(Records for pointing at named objects)
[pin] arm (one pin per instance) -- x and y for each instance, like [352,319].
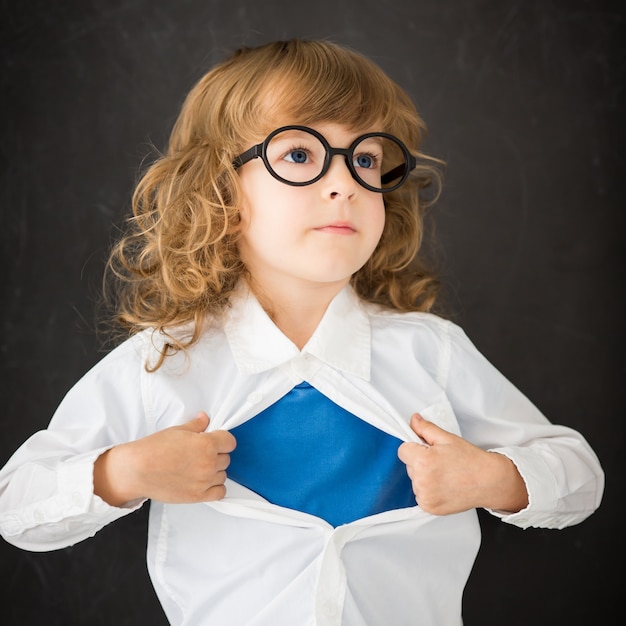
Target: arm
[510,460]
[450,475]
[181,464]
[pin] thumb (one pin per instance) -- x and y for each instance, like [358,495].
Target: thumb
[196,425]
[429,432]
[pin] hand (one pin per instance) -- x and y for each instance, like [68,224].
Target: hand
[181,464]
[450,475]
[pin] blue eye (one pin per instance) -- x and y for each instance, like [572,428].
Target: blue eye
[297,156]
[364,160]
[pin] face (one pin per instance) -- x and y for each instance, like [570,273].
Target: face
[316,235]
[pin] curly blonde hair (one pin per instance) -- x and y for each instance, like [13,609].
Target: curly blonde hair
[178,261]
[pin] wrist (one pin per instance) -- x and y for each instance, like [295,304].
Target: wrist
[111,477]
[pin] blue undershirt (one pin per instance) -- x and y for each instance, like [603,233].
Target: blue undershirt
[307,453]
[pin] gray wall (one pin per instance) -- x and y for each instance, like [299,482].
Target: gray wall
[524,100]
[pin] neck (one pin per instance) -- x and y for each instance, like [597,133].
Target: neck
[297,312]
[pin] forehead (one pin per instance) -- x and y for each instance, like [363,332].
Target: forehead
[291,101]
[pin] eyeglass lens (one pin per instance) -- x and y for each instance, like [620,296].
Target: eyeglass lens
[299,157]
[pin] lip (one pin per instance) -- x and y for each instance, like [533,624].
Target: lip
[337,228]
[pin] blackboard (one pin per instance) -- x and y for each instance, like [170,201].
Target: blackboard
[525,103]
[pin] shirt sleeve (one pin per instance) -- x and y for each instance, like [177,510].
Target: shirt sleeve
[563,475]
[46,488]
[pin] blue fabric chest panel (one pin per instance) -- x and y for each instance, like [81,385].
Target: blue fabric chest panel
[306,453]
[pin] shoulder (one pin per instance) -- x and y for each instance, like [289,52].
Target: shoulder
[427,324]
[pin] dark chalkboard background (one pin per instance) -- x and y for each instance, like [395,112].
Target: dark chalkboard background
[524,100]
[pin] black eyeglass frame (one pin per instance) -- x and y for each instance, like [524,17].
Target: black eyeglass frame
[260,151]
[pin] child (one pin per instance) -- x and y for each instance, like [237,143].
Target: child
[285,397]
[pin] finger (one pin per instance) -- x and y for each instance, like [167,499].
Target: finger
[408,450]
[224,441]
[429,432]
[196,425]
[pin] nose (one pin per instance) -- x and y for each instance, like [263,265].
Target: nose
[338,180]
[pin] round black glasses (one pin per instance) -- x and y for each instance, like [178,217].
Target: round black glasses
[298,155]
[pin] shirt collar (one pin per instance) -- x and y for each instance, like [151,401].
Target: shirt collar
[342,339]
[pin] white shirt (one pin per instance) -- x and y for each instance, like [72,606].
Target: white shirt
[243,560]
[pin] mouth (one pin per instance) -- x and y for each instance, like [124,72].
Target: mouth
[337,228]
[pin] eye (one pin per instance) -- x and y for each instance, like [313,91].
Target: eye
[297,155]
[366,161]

* * *

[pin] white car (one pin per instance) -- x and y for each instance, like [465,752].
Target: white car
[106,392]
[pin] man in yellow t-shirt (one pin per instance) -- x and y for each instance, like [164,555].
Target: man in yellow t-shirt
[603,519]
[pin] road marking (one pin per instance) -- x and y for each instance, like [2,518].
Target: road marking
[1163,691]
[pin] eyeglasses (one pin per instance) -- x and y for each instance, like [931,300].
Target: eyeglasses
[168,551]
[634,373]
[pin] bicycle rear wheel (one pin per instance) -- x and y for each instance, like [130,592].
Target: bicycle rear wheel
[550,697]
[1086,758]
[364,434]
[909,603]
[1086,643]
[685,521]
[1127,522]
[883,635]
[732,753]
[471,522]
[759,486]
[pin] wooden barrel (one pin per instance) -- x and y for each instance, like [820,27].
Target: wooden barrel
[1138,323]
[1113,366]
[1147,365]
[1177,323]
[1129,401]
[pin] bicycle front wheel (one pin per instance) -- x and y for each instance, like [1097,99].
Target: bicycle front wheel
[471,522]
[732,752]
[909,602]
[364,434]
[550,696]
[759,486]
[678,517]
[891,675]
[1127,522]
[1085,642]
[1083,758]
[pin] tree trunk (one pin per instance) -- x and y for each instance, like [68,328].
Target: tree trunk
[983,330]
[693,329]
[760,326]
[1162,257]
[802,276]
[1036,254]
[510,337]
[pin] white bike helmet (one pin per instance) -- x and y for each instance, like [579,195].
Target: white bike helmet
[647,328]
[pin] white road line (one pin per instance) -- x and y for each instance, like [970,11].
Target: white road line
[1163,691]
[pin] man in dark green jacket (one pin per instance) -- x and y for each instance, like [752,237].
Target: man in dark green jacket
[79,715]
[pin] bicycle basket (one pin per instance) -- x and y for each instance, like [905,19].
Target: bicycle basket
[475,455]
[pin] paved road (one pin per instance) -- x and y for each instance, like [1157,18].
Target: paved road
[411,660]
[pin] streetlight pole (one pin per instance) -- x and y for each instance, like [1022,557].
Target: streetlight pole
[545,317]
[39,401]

__EXERCISE INSTRUCTIONS__:
Copy out every line of the records above that contains the word "undershirt". Case counts.

__WRITTEN ANSWER__:
[pin] blue undershirt (one pin per instance) -- x and y for each instance, like [603,233].
Target: blue undershirt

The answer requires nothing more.